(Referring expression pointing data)
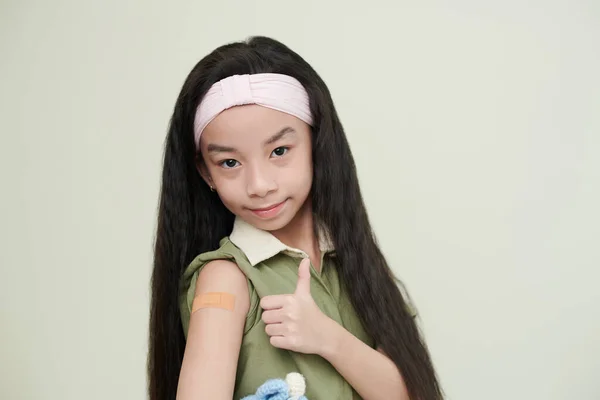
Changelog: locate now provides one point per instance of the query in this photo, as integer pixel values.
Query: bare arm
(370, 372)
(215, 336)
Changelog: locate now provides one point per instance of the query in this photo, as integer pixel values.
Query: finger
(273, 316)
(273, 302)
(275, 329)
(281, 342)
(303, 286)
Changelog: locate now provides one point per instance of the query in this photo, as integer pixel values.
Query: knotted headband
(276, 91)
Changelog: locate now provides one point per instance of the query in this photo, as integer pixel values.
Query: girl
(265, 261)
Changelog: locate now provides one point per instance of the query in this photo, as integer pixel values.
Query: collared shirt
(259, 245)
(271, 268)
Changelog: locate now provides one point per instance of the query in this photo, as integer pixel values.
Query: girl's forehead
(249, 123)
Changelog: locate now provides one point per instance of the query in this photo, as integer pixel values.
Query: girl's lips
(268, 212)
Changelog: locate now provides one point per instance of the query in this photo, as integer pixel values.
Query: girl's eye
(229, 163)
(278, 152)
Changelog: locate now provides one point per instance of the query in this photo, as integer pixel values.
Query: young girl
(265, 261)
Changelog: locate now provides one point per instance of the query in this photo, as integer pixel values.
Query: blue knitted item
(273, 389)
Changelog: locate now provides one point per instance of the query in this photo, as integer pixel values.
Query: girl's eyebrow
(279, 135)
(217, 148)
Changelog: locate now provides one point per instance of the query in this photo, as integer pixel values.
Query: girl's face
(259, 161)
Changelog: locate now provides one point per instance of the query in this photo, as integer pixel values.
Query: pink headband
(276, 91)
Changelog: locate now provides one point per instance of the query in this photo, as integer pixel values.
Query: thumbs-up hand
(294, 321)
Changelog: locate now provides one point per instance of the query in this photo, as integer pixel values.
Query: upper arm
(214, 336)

### Exercise
Without changing a word, retype the data above and omit its pictures.

### Output of the task
Changelog: locate now provides one point per instance of the query in this photo, as integer pixel values.
Query: bare arm
(370, 372)
(215, 336)
Changelog: locate now provides one point per instance of the query in this photo, as integer pixel values.
Query: finger
(273, 316)
(273, 302)
(275, 329)
(281, 342)
(303, 286)
Changelog: locate now provides one point per instance of the query in this photo, as integer pixel values.
Query: knotted headband
(276, 91)
Changelog: locate now provides one point per instance of the query in this photo, as integer pixel values.
Query: girl
(265, 261)
Changelog: locate now provides one point per instance of the query in this photo, as integer pixel values.
Query: collared shirt
(259, 245)
(271, 268)
Changelog: locate now provides one point per instance of the query in this photo, as integer pixel values.
Query: girl's forehead
(249, 123)
Changelog: locate now provides one point per instance of the query in this photo, as integer pixel values.
Query: girl's lips
(268, 212)
Changelog: locate now provides one point per instance of the query in this photo, as integer pixel values.
Query: girl's eye
(229, 163)
(278, 152)
Changelog: locate now provides one point per instance of the query in this photo, as integer pixel values.
Query: young girl
(265, 261)
Changelog: locate now provides one point per instance of the query in this photo, as integer pixel values.
Query: blue knitted item
(273, 389)
Changelog: locate now provides one point per instance of the query in this photo, as integer pixel values.
Query: girl's eyebrow
(279, 135)
(217, 148)
Changelog: locate now provides one point per instance of the query in this photo, as integer pixel values.
Query: girl's face
(259, 161)
Changelog: locate now provides one point per instance of the query in this photo, as integer pixel values.
Query: pink headband
(276, 91)
Changelog: locate now provides one point per instance of the query in this photo, as integer pixel values.
Query: thumbs-up hand
(294, 321)
Changelog: locate now provides one point per instance of the query in this photo, as integer pixel values.
Query: upper arm
(214, 336)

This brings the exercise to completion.